» **PASSAGE PROVIDED**:
::::::::

That work matters because AI at Duke is not limited to a single experiment or use case. Across the university, teams are exploring AI and automation to support student advising, financial aid communications, research compliance, contract review, hiring workflows, academic policy guidance, and other core functions.

Many of these efforts interact with systems that manage sensitive information — student records, personnel data, research materials, financial transactions, and institutional decision-making processes.

“When AI is embedded in core university operations, privacy can’t be an afterthought,” said Tripp “It has to be foundational — because these tools interact with data people trust Duke to protect.”

Experimenting responsibly

“Responsible AI isn’t about saying no — it’s about creating the conditions where researchers can say yes with confidence,” MacAlpine said. “That matters as these tools become part of everyday research.” 

From a research perspective, consistency throughout the technology ecosystem is essential.

“When the institution puts these guardrails in place it changes how we can responsibly experiment,” said Tripp. “It allows us to explore new tools while staying aligned with ethical obligations, data-use agreements, and community standards.”

::::::::

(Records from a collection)
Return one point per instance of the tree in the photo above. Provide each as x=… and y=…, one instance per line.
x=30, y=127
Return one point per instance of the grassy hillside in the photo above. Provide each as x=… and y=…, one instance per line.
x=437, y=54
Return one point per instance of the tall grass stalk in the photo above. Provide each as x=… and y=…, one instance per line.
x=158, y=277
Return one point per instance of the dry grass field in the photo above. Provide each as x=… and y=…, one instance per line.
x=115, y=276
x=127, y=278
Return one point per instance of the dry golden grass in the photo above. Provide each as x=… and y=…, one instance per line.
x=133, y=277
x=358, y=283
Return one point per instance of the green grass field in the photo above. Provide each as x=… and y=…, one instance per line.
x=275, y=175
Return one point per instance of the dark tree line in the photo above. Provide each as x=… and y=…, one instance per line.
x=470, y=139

::::::::

» **REQUIREMENT**: Write out everything in the passage on AI at Duke from "That work matters" down to "institutional decision-making processes.", swapping "research compliance" for "grant compliance".

» **SOLUTION FOR THIS TASK**:
That work matters because AI at Duke is not limited to a single experiment or use case. Across the university, teams are exploring AI and automation to support student advising, financial aid communications, grant compliance, contract review, hiring workflows, academic policy guidance, and other core functions.

Many of these efforts interact with systems that manage sensitive information — student records, personnel data, research materials, financial transactions, and institutional decision-making processes.